------ Data supplied
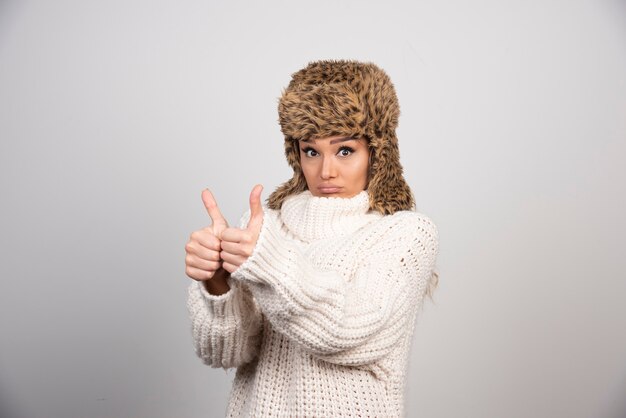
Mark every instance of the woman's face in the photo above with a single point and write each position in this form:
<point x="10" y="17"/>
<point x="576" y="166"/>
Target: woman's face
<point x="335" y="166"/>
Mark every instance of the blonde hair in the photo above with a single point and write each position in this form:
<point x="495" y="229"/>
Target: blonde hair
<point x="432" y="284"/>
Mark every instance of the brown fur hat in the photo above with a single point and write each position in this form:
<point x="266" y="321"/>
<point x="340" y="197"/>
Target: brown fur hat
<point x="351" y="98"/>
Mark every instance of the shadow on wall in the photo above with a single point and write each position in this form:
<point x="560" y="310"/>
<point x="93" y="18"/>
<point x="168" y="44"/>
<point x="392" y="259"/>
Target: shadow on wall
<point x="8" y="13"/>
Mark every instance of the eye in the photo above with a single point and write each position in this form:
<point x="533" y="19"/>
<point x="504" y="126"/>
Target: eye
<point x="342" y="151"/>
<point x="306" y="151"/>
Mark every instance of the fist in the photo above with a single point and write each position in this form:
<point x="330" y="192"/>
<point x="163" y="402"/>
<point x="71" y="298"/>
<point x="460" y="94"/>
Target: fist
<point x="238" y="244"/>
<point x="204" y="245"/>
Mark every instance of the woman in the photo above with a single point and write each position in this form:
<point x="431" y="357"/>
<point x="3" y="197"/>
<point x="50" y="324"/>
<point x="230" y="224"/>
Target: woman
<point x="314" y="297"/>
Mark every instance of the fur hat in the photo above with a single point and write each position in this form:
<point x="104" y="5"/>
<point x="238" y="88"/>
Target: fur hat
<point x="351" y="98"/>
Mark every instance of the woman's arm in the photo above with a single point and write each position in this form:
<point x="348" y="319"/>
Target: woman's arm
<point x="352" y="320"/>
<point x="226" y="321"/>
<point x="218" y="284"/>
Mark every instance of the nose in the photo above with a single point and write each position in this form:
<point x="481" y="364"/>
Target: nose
------------
Report each line above containing the string "nose".

Mark every instance of the nose in the photo above with a single point and write each position in this form:
Target: nose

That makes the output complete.